## Problem requirements:
Retype the tail of the data exactly, starting at the line containing "of the cultivated" and stopping at the last line.
********************
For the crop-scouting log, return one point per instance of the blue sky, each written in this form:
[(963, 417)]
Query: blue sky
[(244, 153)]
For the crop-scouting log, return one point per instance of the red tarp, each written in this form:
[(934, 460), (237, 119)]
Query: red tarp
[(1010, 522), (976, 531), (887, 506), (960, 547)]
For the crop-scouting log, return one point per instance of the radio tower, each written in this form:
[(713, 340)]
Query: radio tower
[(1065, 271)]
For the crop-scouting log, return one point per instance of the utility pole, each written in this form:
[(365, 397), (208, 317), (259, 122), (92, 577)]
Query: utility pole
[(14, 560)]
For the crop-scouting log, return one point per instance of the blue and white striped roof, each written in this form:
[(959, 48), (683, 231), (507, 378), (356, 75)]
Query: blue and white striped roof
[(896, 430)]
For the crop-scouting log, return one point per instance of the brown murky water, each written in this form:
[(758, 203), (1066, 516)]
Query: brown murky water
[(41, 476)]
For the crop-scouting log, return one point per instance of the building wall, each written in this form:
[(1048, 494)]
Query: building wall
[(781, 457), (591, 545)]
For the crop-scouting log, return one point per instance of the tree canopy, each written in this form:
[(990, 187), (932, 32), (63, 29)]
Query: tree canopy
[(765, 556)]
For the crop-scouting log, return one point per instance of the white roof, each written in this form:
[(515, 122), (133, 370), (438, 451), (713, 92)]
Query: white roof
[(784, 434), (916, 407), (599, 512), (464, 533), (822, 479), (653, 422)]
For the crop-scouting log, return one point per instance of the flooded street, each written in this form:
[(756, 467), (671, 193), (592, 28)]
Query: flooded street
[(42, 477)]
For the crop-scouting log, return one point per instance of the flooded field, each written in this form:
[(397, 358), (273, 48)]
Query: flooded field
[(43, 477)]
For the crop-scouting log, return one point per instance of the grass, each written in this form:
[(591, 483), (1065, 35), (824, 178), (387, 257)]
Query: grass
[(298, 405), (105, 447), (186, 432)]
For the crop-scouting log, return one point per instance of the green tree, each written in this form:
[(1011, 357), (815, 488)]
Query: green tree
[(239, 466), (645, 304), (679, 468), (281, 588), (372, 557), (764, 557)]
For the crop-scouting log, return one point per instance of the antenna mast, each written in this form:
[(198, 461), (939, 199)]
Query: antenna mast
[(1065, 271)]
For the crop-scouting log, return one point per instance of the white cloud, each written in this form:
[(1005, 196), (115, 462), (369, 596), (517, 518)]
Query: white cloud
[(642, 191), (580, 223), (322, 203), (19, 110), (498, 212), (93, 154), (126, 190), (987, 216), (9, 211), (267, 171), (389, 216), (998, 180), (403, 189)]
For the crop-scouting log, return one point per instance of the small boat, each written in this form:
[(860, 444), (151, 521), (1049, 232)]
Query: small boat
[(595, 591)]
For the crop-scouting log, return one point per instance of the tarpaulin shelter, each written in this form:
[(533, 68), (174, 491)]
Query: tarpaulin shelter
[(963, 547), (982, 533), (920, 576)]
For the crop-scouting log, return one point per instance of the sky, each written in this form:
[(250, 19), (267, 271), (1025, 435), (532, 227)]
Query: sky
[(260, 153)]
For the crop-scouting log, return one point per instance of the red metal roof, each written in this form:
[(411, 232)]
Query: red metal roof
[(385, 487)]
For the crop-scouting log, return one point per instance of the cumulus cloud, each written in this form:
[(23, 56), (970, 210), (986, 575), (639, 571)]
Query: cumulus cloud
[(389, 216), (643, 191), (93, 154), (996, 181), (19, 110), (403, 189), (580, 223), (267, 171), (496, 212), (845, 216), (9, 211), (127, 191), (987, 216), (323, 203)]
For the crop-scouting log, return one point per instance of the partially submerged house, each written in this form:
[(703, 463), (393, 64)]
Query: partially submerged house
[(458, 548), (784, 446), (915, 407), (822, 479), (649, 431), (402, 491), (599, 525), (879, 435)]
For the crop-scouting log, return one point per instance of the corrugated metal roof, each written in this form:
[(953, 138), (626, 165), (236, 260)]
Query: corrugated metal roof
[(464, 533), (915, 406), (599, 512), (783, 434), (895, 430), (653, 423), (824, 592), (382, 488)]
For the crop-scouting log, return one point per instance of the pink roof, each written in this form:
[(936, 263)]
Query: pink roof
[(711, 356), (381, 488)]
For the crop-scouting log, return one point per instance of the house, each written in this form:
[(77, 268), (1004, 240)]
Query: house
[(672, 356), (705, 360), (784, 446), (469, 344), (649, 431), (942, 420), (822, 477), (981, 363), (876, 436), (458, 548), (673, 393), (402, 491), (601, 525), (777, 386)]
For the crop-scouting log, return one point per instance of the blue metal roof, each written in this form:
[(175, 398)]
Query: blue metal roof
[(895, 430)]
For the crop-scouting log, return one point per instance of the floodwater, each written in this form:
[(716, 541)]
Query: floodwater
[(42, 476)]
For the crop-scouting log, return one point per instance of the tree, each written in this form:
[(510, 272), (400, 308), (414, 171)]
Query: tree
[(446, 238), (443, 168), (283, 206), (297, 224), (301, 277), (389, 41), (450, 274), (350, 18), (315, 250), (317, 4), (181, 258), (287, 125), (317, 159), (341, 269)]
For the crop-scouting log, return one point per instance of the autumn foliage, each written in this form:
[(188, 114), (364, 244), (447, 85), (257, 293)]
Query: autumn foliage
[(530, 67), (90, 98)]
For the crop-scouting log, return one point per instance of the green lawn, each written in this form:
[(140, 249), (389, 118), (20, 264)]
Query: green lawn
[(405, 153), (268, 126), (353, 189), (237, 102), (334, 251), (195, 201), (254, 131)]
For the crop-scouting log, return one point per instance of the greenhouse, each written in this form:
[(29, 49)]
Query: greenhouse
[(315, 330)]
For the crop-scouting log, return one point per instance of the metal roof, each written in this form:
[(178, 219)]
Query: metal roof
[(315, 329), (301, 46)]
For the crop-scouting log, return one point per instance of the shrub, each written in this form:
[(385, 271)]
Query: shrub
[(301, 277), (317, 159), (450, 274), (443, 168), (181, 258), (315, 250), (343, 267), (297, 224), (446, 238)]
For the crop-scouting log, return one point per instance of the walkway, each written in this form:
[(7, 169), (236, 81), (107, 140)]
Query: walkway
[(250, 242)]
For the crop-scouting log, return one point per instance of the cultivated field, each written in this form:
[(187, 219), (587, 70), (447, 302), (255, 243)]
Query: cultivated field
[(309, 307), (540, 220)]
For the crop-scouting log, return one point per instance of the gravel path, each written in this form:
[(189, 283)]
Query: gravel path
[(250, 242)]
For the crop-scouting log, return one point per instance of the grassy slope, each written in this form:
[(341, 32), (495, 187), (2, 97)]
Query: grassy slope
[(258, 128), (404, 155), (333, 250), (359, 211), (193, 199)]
********************
## Exercise answer:
For the crop-scouting log, return one point per instance of the cultivated field, each written in this form:
[(187, 219), (587, 70), (447, 302), (255, 243)]
Query: cultivated field
[(309, 307), (540, 220)]
For the crop-scouting log, return one point per instance of the gravel path, each written in this form:
[(189, 283)]
Query: gravel path
[(250, 242)]
For the crop-scouting log, return one point per instance of the grassy slope, each written in this form:
[(341, 32), (495, 187), (2, 97)]
Query: grassy slope
[(258, 128), (404, 155), (333, 250), (359, 211), (193, 199)]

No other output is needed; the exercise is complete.